===== Extracto de página =====

En este esquema de diferenciación de sujetos, la “persona en Derecho” es la persona que hace la voluntad general[14] de la sociedad, es decir, se trata de un miembro integrante de la familia de la civilidad. Luego, aquel otro que trasgrede la norma jurídica y vulnera de esta manera bienes jurídicos, es un delincuente de quien, después de aplicársele la sanción respectiva proveniente de un Derecho penal del ciudadano, podríamos tener la seguridad cognitiva de que retornará a la civilidad al adecuar su conducta al Derecho respectivo para hacer con ello la voluntad general y, de esta manera, formar de nuevo parte integrante de la familia de la civilidad. Por último, encontramos al individuo cuya conducta se despliega abiertamente en absoluta contradicción con la voluntad general, suponiendo con ello “un impedimento para el desarrollo de la personalidad de los demás”;[15] este es el enemigo, es decir, el sujeto con quien resulta imposible dialogar y merece, por ello, ser anulado, socialmente hablando. Es a éste a quien corresponde ser tratado con el Derecho penal del enemigo, para eliminar el peligro que el actuar de su existencia supone.[16]

Eso, hasta ahí, lo que corresponde al espacio del Derecho penal. Ahora bien, si comparamos la esencia de ambas cosmovisiones, la dogmático-religioso-cristiana y la jurídico-penal-jakobsiana, pero relievadas las distancias respectivas en uno y otro caso, éstas aparecen compatibles la una con la otra como si se tratara de una analogía estructural entre ellas, o, dicho de otra manera, como si se tratara de la aplicación de una función biyectiva operante entre dos conjuntos de dominio/imagen.

===== Datos proporcionados =====

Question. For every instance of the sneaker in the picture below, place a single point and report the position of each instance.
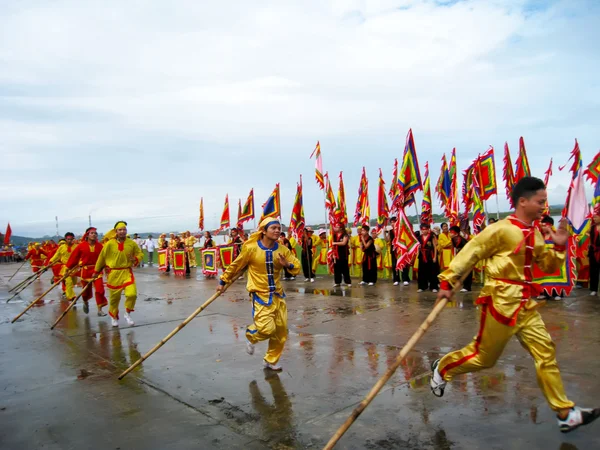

=====

### Tarea 1
Resume en dos oraciones el texto sobre el Derecho penal del enemigo.
### Tarea 2
Continúa el texto sobre el Derecho penal del enemigo a partir de su última oración.

### Respuesta 1
El texto distingue tres sujetos: la persona en Derecho, que hace la voluntad general; el delincuente, que vulnera bienes jurídicos pero que, tras la sanción del Derecho penal del ciudadano, podría retornar a la civilidad; y el enemigo, cuya conducta contradice abiertamente la voluntad general y a quien corresponde el Derecho penal del enemigo para eliminar el peligro que supone. Al comparar la cosmovisión dogmático-religioso-cristiana con la jurídico-penal-jakobsiana, ambas aparecen compatibles, como si entre ellas hubiera una analogía estructural.

### Respuesta 2
En efecto, si apreciamos ambas concepciones con una mirada mucho más ontológica y menos fenomenológica, verificaremos que, en principio, mientras el dogma cristiano considera que sólo forman parte de la familia del Señor aquellos que hacen la voluntad de Dios, el Derecho penal del enemigo de Jakobs, por su parte, sostiene que sólo integran la sociedad de libertades aquellos que hacen la voluntad general, es decir, quienes son personas en Derecho. En uno y otro caso, pues, no todos tienen el privilegio de formar parte de la misma prosapia, sino sólo quienes hacen la determinada y respectiva voluntad. Por otro lado, en segundo término, mientras Dios tiene la potestad sobre los hombres de sancionar a quien no hace su voluntad y el poder para hacer subir de la gran Perdición a quienes mediante el sufrimiento de la pena fuesen redimidos de sus actos efectuados contra su voluntad, por el jakobsiano Derecho penal del ciudadano se asume que aquel que conculca la voluntad general cometiendo un delito puntual y es sancionado por tal acción, podrá volver a ser la persona en Derecho que fue, persona de quien será posible tener la seguridad cognitiva que, en adelante, respetará mínimamente las reglas de convivencia social, por lo que merece ser reintegrado a la sociedad de libertades. Y por fin, en último lugar, encontramos que, así como Dios tiene el poder de sancionar a quien obra contra su voluntad haciéndolo bajar hasta el Abismo, condenándolo, en fin de cuentas, a la muerte eterna, el Derecho penal del enemigo nulificará y eliminará, con el poder legítimo que el Estado de Derecho le otorga, a quien ha procedido, como gran foco de peligro, como bárbaro, contra la voluntad general.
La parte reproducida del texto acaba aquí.